**Required task:**
Would you copy only the lines below, beginning with the one that contains "# test: pointer returns one pin per instance of the reflection" and running through the last entry line?
┄┄┄┄┄┄┄┄┄┄┄┄┄┄┄┄┄┄┄┄
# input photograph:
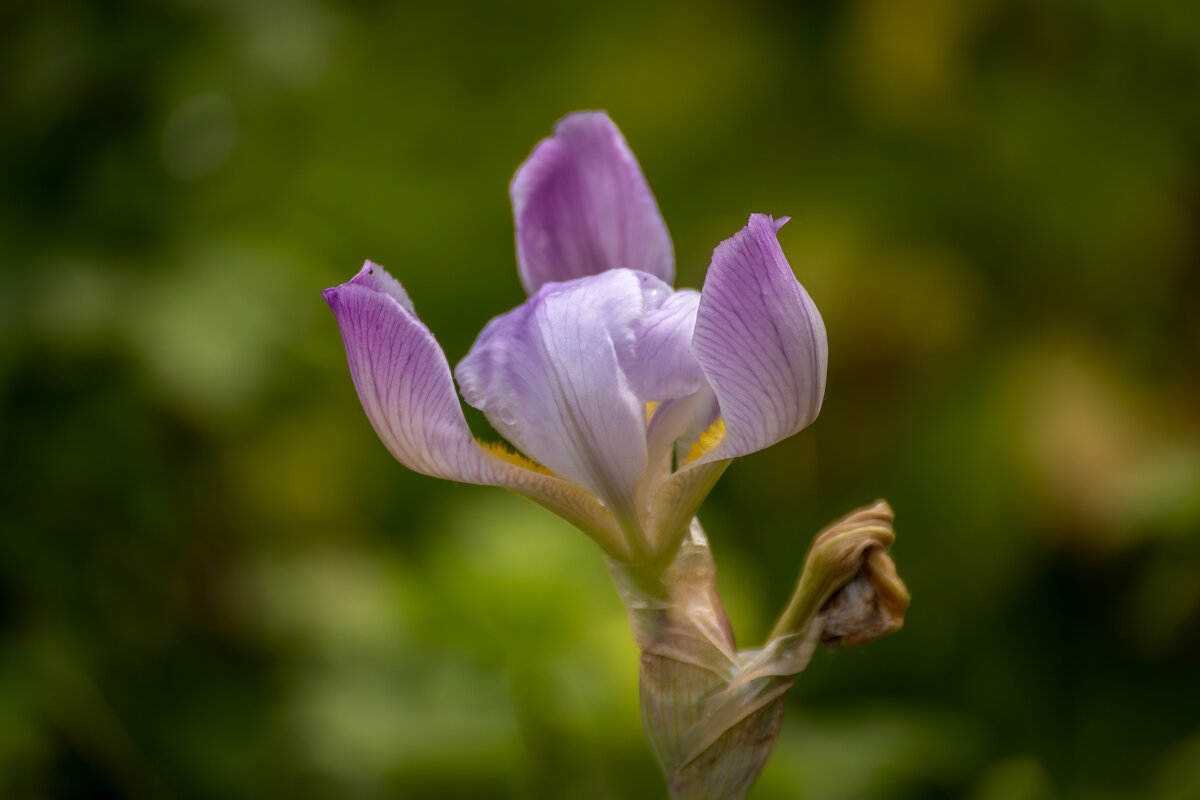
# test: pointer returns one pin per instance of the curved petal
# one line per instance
(582, 206)
(552, 376)
(665, 367)
(403, 380)
(760, 341)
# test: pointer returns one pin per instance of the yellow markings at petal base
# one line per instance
(501, 450)
(707, 440)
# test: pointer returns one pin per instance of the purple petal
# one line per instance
(582, 206)
(403, 380)
(760, 341)
(552, 376)
(665, 367)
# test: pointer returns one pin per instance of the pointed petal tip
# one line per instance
(582, 206)
(760, 341)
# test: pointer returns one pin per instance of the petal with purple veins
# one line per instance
(581, 206)
(552, 377)
(760, 341)
(405, 384)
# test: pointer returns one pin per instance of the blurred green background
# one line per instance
(216, 583)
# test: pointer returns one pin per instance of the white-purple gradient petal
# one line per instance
(760, 341)
(403, 380)
(552, 377)
(581, 206)
(665, 367)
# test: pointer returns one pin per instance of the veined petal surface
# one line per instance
(581, 206)
(406, 388)
(760, 341)
(552, 377)
(403, 379)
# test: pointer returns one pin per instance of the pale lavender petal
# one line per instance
(582, 206)
(760, 341)
(552, 377)
(403, 380)
(665, 367)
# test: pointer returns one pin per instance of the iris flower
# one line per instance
(622, 397)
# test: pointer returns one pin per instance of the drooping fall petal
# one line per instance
(405, 384)
(581, 206)
(760, 341)
(552, 377)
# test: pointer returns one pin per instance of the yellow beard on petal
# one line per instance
(708, 439)
(502, 450)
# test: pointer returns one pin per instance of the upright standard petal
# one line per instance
(552, 377)
(760, 341)
(403, 379)
(581, 206)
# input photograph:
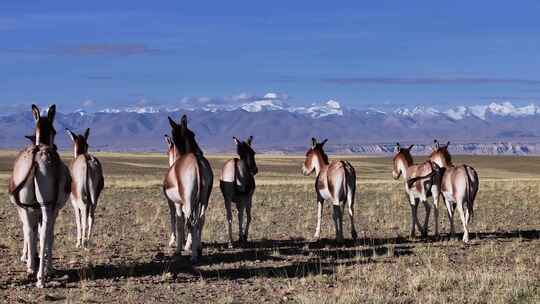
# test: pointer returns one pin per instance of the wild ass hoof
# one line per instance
(354, 235)
(243, 239)
(172, 241)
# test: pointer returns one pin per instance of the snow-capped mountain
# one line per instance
(279, 126)
(268, 102)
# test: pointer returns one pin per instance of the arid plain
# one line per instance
(128, 259)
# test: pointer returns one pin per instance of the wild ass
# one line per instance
(86, 186)
(335, 182)
(459, 187)
(237, 185)
(421, 182)
(39, 187)
(188, 184)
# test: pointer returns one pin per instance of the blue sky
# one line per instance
(103, 53)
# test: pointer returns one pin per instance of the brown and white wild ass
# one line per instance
(459, 187)
(188, 184)
(86, 186)
(335, 182)
(421, 182)
(237, 185)
(39, 187)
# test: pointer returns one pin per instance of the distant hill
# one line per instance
(497, 128)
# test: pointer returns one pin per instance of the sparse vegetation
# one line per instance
(129, 261)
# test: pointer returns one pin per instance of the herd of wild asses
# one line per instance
(41, 184)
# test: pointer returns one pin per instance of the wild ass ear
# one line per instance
(32, 138)
(35, 112)
(168, 140)
(51, 113)
(71, 135)
(172, 123)
(183, 121)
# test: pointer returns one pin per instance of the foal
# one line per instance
(237, 185)
(459, 187)
(39, 187)
(187, 185)
(335, 182)
(421, 182)
(86, 186)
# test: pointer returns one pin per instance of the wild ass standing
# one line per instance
(335, 182)
(86, 186)
(188, 184)
(39, 187)
(237, 185)
(421, 182)
(459, 187)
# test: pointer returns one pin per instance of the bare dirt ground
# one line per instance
(129, 261)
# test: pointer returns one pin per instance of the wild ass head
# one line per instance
(44, 131)
(440, 154)
(315, 157)
(183, 138)
(246, 153)
(402, 159)
(80, 142)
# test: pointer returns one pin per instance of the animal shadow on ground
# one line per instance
(269, 258)
(293, 258)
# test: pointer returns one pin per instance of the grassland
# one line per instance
(128, 260)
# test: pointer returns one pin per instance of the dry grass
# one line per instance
(129, 261)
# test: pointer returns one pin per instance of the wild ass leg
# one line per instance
(413, 217)
(338, 222)
(45, 241)
(427, 207)
(33, 234)
(196, 242)
(461, 206)
(179, 219)
(22, 217)
(436, 213)
(229, 221)
(450, 211)
(172, 213)
(78, 222)
(248, 218)
(91, 221)
(350, 205)
(240, 206)
(320, 203)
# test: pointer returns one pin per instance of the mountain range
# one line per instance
(277, 127)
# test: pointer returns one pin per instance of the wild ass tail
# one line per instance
(350, 177)
(196, 205)
(93, 175)
(472, 189)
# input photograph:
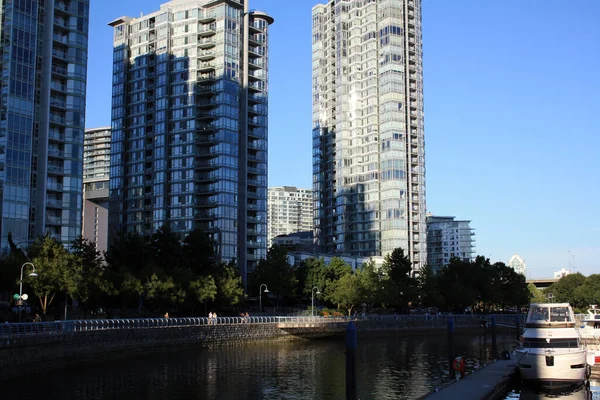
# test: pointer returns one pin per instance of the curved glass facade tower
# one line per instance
(368, 140)
(189, 125)
(42, 118)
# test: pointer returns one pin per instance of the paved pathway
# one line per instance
(484, 383)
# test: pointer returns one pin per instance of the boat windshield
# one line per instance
(538, 314)
(560, 314)
(550, 314)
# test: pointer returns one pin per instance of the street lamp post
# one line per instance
(313, 299)
(32, 274)
(260, 292)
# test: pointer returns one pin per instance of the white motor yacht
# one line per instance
(592, 320)
(551, 352)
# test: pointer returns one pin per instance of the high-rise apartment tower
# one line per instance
(517, 263)
(43, 46)
(290, 211)
(189, 125)
(368, 143)
(96, 166)
(448, 238)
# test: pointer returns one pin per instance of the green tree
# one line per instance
(371, 284)
(229, 285)
(565, 289)
(429, 289)
(316, 275)
(399, 286)
(204, 289)
(53, 264)
(457, 285)
(276, 272)
(86, 278)
(347, 292)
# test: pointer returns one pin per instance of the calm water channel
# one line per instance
(388, 368)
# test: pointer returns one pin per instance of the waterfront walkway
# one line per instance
(485, 383)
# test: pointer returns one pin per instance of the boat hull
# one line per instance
(557, 368)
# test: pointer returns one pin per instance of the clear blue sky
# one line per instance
(511, 117)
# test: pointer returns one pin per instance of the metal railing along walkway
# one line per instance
(9, 330)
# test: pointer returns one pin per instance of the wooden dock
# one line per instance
(486, 383)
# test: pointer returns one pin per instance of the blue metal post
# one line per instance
(351, 392)
(451, 351)
(494, 342)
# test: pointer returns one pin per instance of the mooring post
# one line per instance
(494, 342)
(351, 393)
(451, 354)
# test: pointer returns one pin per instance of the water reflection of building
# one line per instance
(189, 125)
(517, 263)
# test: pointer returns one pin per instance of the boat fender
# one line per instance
(459, 367)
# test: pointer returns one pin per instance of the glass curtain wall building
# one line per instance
(368, 141)
(189, 125)
(42, 118)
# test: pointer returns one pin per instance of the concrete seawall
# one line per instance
(44, 349)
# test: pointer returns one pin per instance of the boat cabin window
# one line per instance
(535, 343)
(560, 314)
(539, 314)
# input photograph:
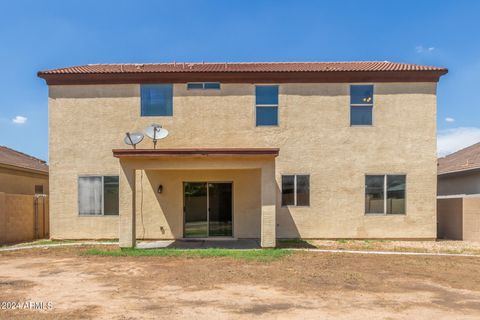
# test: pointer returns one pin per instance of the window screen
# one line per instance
(295, 190)
(361, 105)
(156, 99)
(266, 101)
(98, 195)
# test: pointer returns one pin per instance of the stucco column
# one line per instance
(269, 192)
(127, 206)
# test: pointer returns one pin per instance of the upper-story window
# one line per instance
(266, 102)
(156, 99)
(361, 105)
(203, 86)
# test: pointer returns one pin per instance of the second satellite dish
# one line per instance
(156, 132)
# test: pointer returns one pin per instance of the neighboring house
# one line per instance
(21, 173)
(256, 150)
(458, 205)
(23, 201)
(459, 172)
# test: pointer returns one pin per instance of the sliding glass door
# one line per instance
(208, 209)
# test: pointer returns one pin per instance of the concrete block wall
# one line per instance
(17, 218)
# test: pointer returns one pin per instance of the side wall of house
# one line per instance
(314, 137)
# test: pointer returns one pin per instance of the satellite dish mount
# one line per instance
(133, 139)
(156, 132)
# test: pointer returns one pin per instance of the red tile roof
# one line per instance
(354, 66)
(19, 159)
(462, 160)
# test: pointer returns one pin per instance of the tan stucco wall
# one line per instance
(21, 182)
(313, 135)
(459, 218)
(461, 183)
(471, 218)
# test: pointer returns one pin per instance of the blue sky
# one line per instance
(36, 35)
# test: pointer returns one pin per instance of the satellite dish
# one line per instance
(133, 139)
(156, 132)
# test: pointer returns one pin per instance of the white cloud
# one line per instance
(451, 140)
(422, 49)
(19, 120)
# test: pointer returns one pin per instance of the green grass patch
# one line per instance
(254, 254)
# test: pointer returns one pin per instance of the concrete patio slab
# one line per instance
(200, 244)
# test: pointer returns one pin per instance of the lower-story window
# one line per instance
(296, 190)
(98, 195)
(385, 194)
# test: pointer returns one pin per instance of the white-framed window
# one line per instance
(98, 195)
(296, 190)
(385, 194)
(361, 105)
(266, 105)
(203, 86)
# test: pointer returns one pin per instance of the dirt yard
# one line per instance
(303, 285)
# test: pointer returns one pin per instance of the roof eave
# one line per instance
(24, 169)
(242, 77)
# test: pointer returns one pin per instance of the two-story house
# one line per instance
(255, 150)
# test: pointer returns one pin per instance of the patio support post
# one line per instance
(268, 226)
(127, 234)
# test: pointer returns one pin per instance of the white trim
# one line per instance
(255, 105)
(361, 105)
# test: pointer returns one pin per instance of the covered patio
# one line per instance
(241, 166)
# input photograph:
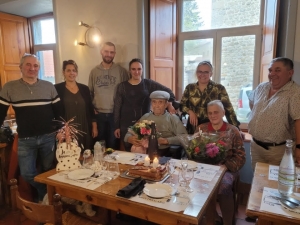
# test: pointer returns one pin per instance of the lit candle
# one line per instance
(155, 162)
(147, 161)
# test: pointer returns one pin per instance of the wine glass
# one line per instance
(171, 170)
(104, 165)
(188, 175)
(184, 162)
(103, 145)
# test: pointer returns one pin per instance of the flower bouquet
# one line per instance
(209, 148)
(142, 130)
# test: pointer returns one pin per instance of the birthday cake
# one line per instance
(148, 172)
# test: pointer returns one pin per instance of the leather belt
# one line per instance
(265, 145)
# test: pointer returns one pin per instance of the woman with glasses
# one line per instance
(197, 95)
(77, 103)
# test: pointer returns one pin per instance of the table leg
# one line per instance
(211, 210)
(51, 192)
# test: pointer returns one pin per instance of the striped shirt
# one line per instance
(35, 106)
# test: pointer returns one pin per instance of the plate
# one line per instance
(124, 156)
(192, 164)
(80, 174)
(157, 190)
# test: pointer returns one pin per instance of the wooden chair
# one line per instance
(50, 214)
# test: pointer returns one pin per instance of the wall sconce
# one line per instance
(79, 43)
(83, 24)
(92, 36)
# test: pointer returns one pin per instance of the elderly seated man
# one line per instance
(234, 158)
(168, 125)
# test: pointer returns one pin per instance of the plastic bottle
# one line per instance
(153, 143)
(98, 155)
(286, 174)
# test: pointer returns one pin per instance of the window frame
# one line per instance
(217, 35)
(44, 47)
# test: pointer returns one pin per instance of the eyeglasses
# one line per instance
(28, 54)
(199, 72)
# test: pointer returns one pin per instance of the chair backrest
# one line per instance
(33, 211)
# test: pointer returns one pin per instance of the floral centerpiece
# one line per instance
(141, 129)
(207, 148)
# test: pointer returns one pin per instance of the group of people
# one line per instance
(115, 100)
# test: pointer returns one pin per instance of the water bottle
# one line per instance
(286, 175)
(153, 143)
(98, 155)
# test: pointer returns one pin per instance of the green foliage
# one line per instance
(207, 149)
(191, 16)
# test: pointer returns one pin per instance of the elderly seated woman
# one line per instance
(169, 125)
(234, 159)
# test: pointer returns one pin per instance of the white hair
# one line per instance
(216, 102)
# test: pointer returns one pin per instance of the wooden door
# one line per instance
(163, 33)
(269, 42)
(14, 42)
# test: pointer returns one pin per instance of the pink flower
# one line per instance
(144, 130)
(212, 150)
(222, 142)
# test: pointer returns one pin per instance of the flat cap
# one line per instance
(160, 95)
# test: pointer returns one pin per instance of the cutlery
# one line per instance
(288, 199)
(288, 204)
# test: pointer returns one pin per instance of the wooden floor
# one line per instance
(6, 215)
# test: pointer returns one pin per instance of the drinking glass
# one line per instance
(88, 160)
(188, 175)
(297, 179)
(184, 162)
(181, 180)
(104, 165)
(171, 170)
(103, 145)
(113, 169)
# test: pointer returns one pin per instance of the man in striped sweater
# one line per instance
(36, 105)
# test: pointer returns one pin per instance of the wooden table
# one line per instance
(260, 180)
(201, 209)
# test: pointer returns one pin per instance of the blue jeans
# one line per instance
(106, 128)
(32, 150)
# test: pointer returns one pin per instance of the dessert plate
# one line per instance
(157, 190)
(80, 174)
(124, 156)
(191, 165)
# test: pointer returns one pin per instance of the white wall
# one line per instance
(119, 22)
(296, 76)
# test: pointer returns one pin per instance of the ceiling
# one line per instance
(26, 8)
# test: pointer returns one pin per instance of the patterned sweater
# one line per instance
(36, 106)
(235, 155)
(195, 100)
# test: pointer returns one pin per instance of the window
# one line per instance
(43, 33)
(227, 33)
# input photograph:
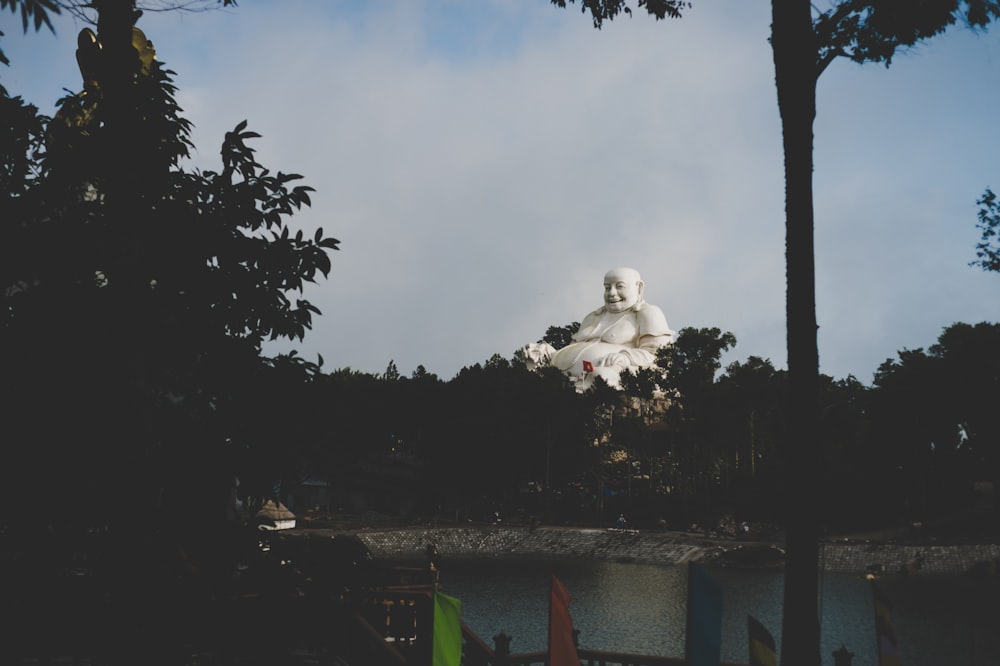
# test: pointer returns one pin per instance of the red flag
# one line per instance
(562, 650)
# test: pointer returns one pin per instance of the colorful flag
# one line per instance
(704, 618)
(762, 652)
(447, 641)
(888, 650)
(562, 650)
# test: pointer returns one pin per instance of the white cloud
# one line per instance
(484, 165)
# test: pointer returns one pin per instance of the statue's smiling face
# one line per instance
(621, 290)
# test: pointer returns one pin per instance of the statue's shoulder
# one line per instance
(652, 321)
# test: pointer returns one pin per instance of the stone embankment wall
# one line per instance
(668, 548)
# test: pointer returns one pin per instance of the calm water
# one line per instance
(638, 608)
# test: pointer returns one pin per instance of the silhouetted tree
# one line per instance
(135, 299)
(988, 247)
(803, 46)
(560, 336)
(934, 423)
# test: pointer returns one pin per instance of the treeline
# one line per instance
(687, 442)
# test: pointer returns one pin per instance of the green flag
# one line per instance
(447, 630)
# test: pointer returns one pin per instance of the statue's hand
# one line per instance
(616, 360)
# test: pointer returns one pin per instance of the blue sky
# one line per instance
(484, 164)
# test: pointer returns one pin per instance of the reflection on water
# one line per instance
(640, 609)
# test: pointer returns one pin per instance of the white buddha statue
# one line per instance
(623, 334)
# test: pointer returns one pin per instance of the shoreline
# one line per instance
(845, 554)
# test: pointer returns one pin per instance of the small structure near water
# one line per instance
(274, 516)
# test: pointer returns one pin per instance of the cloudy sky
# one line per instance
(485, 163)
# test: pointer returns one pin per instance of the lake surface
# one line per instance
(641, 609)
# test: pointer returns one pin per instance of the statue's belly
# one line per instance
(571, 357)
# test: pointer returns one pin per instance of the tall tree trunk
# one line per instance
(795, 55)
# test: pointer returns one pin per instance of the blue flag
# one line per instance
(704, 618)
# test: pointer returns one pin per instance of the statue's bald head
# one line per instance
(622, 289)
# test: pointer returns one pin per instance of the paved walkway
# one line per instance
(668, 548)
┄┄┄┄┄┄┄┄┄┄┄┄┄┄┄┄┄┄┄┄
**Task answer:**
# test: pointer returns one pin per instance of the reflection on water
# one line per instance
(640, 609)
# test: pointer returns one pin per instance of the white buddha statue
# one line per instance
(623, 334)
# test: pointer returns one pin per instance of the shoreline
# one line per instance
(845, 554)
# test: pointer returns one pin per instance of the small structure near water
# one line per instance
(274, 516)
# test: pointer returns one pin per instance of the cloudy sky
# one line per instance
(485, 163)
# test: pointer returns one pin per instance of the lake surface
# one line per instance
(641, 609)
# test: pointer returns one pin per instance of the statue's belly
# one line per instance
(571, 357)
# test: pointer returns one pin per instance of the tall tree trunk
# one line per instance
(795, 55)
# test: pointer returns one pin per instance of the blue flag
# one line per instance
(704, 618)
# test: pointer returns one pin per instance of the statue's bald head
# one line per instance
(622, 289)
# test: pointer returns one pin per instance of the paved walkway
# one line per instance
(668, 548)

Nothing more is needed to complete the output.